In Korea, a 3-year prospective multicenter study to create a cohort of 800 Korean iCKD probands and establish a customized genetic analysis pipeline that can genotype each iCKD (Clinical Research Information Service: KCT0005580) is in progress. The genetic identification of iCKD will be performed in each case using a targeted gene panel of 89 genes related to cystogenesis or ciliopathy. For those with variants of undetermined significance or no variants found by the gene panel, whole-exome sequencing will take place. A family segregation study will be performed to elucidate the cause of genotype-phenotype discordance, in-family severity discordance, or discordance between kidney and extra-renal manifestations [42].

ASSESSMENT OF THE RAPID PROGRESSION OF KIDNEY DISEASE

ADPKD shows highly variable clinical features, especially in progression to ESKD. Recently, a drug that can delay the progression of kidney disease has been approved, and it has become more important to define patients whose kidney disease progresses rapidly. Risk assessment of kidney progression includes three categories of factors: genetic testing, total kidney volume (TKV), and other clinical characteristics.

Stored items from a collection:
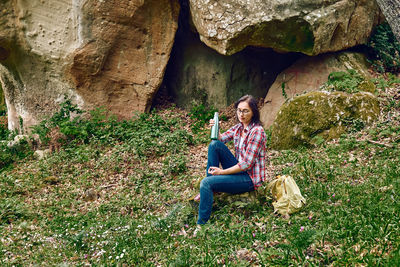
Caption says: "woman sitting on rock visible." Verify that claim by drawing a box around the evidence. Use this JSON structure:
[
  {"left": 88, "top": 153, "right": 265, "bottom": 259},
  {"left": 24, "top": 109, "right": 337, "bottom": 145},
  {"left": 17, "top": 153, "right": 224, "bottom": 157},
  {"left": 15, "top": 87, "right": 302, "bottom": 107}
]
[{"left": 195, "top": 95, "right": 266, "bottom": 224}]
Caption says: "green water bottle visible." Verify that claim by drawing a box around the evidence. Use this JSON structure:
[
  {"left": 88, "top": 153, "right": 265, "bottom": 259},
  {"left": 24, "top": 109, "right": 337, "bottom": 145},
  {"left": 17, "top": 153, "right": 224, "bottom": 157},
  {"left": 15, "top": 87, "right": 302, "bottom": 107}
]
[{"left": 211, "top": 112, "right": 219, "bottom": 140}]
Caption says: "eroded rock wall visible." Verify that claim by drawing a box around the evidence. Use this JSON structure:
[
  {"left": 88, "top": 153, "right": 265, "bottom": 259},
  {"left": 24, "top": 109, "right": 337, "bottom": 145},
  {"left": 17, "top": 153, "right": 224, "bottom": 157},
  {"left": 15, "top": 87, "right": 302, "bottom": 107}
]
[
  {"left": 190, "top": 0, "right": 380, "bottom": 55},
  {"left": 164, "top": 6, "right": 300, "bottom": 109},
  {"left": 0, "top": 0, "right": 179, "bottom": 130}
]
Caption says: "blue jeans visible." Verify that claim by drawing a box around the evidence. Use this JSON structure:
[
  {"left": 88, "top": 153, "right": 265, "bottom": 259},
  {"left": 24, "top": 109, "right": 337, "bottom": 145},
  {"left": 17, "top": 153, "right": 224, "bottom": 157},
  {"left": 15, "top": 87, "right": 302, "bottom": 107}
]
[{"left": 197, "top": 140, "right": 254, "bottom": 224}]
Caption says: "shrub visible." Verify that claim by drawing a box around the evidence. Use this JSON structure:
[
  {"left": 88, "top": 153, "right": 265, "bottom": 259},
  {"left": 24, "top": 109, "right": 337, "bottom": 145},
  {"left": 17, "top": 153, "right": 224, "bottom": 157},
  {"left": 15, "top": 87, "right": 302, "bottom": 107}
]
[{"left": 367, "top": 23, "right": 400, "bottom": 73}]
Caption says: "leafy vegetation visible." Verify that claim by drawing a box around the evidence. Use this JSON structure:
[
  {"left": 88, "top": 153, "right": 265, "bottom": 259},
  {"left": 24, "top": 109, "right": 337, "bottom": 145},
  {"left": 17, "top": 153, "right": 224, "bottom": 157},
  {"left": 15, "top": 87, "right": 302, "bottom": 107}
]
[
  {"left": 367, "top": 23, "right": 400, "bottom": 73},
  {"left": 0, "top": 74, "right": 400, "bottom": 266}
]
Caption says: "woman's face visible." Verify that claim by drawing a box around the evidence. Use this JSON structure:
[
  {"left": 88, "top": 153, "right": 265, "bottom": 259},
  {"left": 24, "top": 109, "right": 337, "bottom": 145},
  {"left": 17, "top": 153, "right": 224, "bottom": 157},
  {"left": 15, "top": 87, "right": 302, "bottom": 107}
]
[{"left": 236, "top": 101, "right": 253, "bottom": 126}]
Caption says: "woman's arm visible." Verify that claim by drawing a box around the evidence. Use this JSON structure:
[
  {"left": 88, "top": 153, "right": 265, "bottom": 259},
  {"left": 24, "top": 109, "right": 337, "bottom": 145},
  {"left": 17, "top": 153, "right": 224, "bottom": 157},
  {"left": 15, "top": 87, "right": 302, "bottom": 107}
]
[{"left": 208, "top": 164, "right": 242, "bottom": 175}]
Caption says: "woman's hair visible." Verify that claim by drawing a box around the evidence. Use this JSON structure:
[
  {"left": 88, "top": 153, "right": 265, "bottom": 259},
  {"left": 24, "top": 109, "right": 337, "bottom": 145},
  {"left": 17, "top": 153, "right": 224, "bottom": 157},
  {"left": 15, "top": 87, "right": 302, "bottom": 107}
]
[{"left": 235, "top": 95, "right": 261, "bottom": 124}]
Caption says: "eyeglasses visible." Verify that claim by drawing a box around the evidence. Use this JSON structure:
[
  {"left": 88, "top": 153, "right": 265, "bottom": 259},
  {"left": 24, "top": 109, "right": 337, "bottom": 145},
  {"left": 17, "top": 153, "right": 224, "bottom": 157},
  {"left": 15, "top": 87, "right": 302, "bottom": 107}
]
[{"left": 236, "top": 108, "right": 250, "bottom": 115}]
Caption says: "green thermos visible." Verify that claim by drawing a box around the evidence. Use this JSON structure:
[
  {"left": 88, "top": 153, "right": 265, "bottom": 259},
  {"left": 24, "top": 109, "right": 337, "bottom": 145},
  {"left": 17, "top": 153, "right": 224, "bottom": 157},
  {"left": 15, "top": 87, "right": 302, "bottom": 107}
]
[{"left": 211, "top": 112, "right": 219, "bottom": 140}]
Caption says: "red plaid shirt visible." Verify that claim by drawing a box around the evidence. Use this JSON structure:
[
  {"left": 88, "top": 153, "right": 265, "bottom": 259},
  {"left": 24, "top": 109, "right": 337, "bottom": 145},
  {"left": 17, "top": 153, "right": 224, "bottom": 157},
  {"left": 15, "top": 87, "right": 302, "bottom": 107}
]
[{"left": 221, "top": 123, "right": 267, "bottom": 188}]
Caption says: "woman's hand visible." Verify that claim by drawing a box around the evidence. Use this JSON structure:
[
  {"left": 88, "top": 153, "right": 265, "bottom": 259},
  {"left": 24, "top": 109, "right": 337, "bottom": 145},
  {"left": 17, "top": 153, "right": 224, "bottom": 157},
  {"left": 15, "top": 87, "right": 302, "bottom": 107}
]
[
  {"left": 209, "top": 119, "right": 215, "bottom": 128},
  {"left": 208, "top": 167, "right": 222, "bottom": 175}
]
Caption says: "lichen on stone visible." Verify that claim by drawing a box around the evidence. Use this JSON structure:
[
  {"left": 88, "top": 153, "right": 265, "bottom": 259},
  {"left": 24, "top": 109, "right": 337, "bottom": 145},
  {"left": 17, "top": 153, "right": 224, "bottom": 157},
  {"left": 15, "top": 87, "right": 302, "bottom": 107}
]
[{"left": 271, "top": 91, "right": 380, "bottom": 149}]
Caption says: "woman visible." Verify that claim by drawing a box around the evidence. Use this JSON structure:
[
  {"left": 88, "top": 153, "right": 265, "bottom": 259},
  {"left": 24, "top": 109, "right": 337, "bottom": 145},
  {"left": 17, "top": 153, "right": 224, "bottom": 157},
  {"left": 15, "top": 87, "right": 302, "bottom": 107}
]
[{"left": 197, "top": 95, "right": 266, "bottom": 224}]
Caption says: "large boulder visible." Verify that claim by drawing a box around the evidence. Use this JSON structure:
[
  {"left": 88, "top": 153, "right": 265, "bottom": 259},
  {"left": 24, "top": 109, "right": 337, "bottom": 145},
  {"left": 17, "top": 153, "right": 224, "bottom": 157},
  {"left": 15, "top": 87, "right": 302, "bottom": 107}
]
[
  {"left": 271, "top": 91, "right": 380, "bottom": 149},
  {"left": 189, "top": 0, "right": 381, "bottom": 55},
  {"left": 260, "top": 52, "right": 370, "bottom": 128},
  {"left": 0, "top": 0, "right": 179, "bottom": 132}
]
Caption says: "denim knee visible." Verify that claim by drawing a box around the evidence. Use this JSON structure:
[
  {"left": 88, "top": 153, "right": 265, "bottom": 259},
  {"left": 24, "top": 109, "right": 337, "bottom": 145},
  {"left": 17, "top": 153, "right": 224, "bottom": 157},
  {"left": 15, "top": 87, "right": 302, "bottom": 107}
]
[
  {"left": 200, "top": 177, "right": 210, "bottom": 190},
  {"left": 208, "top": 140, "right": 222, "bottom": 149}
]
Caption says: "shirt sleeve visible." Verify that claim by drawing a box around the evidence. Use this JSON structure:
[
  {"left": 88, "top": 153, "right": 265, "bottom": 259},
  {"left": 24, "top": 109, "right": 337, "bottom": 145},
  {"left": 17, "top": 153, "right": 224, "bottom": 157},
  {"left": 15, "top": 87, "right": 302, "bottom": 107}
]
[
  {"left": 238, "top": 127, "right": 266, "bottom": 171},
  {"left": 220, "top": 125, "right": 237, "bottom": 144}
]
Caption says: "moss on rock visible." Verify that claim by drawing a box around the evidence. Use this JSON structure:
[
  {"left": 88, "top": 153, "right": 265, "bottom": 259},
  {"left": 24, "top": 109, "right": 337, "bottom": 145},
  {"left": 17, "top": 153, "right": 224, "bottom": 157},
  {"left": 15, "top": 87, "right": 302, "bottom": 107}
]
[{"left": 271, "top": 91, "right": 380, "bottom": 149}]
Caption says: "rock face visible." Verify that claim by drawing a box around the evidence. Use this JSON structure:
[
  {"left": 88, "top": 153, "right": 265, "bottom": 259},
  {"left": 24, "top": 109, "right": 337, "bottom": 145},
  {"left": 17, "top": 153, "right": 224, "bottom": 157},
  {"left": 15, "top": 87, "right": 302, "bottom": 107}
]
[
  {"left": 190, "top": 0, "right": 380, "bottom": 55},
  {"left": 164, "top": 7, "right": 300, "bottom": 109},
  {"left": 271, "top": 91, "right": 380, "bottom": 149},
  {"left": 0, "top": 0, "right": 179, "bottom": 132},
  {"left": 260, "top": 52, "right": 369, "bottom": 128}
]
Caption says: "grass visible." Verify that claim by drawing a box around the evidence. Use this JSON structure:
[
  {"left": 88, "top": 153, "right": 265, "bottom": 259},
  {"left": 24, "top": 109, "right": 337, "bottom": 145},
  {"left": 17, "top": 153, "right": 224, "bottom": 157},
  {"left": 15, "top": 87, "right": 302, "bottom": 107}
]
[{"left": 0, "top": 75, "right": 400, "bottom": 266}]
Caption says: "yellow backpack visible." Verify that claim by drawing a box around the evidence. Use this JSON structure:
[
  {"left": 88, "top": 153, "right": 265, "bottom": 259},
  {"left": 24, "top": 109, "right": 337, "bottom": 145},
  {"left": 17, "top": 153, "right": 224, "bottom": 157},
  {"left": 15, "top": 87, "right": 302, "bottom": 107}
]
[{"left": 267, "top": 175, "right": 306, "bottom": 216}]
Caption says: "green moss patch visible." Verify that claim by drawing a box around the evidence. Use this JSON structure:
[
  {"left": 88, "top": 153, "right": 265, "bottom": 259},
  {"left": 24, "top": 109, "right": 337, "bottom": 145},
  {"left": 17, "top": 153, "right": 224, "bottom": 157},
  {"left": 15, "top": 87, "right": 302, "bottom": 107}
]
[{"left": 271, "top": 91, "right": 380, "bottom": 149}]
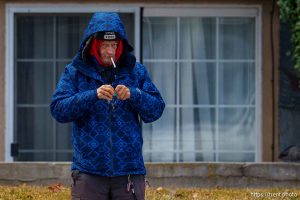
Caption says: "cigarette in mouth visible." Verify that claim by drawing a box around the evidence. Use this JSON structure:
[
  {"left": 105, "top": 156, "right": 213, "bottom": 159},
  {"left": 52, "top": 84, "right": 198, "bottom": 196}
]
[{"left": 110, "top": 57, "right": 117, "bottom": 68}]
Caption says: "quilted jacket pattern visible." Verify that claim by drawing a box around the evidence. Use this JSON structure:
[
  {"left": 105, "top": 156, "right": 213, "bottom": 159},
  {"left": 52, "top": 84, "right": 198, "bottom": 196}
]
[{"left": 50, "top": 13, "right": 165, "bottom": 177}]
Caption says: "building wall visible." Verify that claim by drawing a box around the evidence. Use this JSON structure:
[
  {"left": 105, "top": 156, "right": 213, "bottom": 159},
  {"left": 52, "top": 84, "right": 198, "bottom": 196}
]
[{"left": 0, "top": 0, "right": 279, "bottom": 161}]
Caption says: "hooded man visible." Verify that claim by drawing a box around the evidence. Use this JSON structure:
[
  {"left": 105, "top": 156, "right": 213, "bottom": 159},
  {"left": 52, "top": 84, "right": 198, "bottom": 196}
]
[{"left": 50, "top": 13, "right": 165, "bottom": 200}]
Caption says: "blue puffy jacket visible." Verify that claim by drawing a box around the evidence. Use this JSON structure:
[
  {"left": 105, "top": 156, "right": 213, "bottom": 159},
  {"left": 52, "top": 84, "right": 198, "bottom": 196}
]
[{"left": 50, "top": 13, "right": 165, "bottom": 177}]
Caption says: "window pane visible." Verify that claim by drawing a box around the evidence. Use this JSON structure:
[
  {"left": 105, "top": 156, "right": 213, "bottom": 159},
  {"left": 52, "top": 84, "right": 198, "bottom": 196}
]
[
  {"left": 119, "top": 13, "right": 136, "bottom": 50},
  {"left": 219, "top": 152, "right": 255, "bottom": 162},
  {"left": 15, "top": 16, "right": 53, "bottom": 58},
  {"left": 180, "top": 63, "right": 216, "bottom": 105},
  {"left": 219, "top": 108, "right": 256, "bottom": 151},
  {"left": 179, "top": 108, "right": 216, "bottom": 161},
  {"left": 18, "top": 152, "right": 54, "bottom": 161},
  {"left": 143, "top": 17, "right": 177, "bottom": 59},
  {"left": 16, "top": 107, "right": 53, "bottom": 150},
  {"left": 15, "top": 62, "right": 53, "bottom": 104},
  {"left": 143, "top": 108, "right": 176, "bottom": 162},
  {"left": 56, "top": 14, "right": 91, "bottom": 59},
  {"left": 145, "top": 62, "right": 177, "bottom": 104},
  {"left": 219, "top": 18, "right": 255, "bottom": 59},
  {"left": 55, "top": 152, "right": 73, "bottom": 161},
  {"left": 179, "top": 151, "right": 216, "bottom": 162},
  {"left": 179, "top": 17, "right": 216, "bottom": 59},
  {"left": 219, "top": 63, "right": 255, "bottom": 105}
]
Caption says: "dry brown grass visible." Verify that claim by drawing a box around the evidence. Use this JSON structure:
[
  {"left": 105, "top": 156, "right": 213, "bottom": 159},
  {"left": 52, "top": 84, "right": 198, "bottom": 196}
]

# [Study questions]
a) Answer these questions using the kidney disease excerpt:
(i) How many genes are in the targeted gene panel?
(ii) What is done for cases with variants of undetermined significance or with no variants found by the panel?
(iii) Which three categories of factors does risk assessment of kidney progression include?
b) Write the next few sentences of the kidney disease excerpt, picking up after its final sentence.
The items are separate material and are not part of the kidney disease excerpt.

# [Exercise responses]
a)
(i) 89 genes.
(ii) Whole-exome sequencing is performed.
(iii) Genetic testing, total kidney volume (TKV), and other clinical characteristics.

b)
Genetic testing

The variable clinical features of ADPKD relate strongly with the gene locus effect. Patients with the PKD1 mutation have a more aggressive course than those with PKD2 mutations. The median age at onset of ESKD was 58 years for PKD1 patients and 79 years for PKD2 patients [36,44,45]. The HOPE-PKD study also showed that PKD1 patients have an earlier onset of ESKD compared to PKD2 patients (64.9 years vs. 72.9 years) [39]. The onset of ESKD in Korean ADPKD patients is older in PKD1 patients and younger in PKD2 patients than previous studies. Further studies are needed to determine whether the causes are genetic or acquired factors.

Furthermore, the PKD1 patients are divided into three groups: nonsense, frameshift, and canonical splice site mutations are grouped as mutations that truncate the protein (PKD1 PT), small in-frame insertion/deletion affecting less than five amino acids are grouped as PKD1 in-frame insertion/deletion (PKD1 IF indel), and nonsynonymous missense or atypical splice site mutations are grouped as PKD1 nontruncating (PKD1 NT) [38]. Table 3 shows the comparison of mutation frequencies between HOPE-PKD and other large cohorts. Korean ADPKD cohort showed similar proportion of PKD1 PT and PKD1 NT [36,38,39,46,47].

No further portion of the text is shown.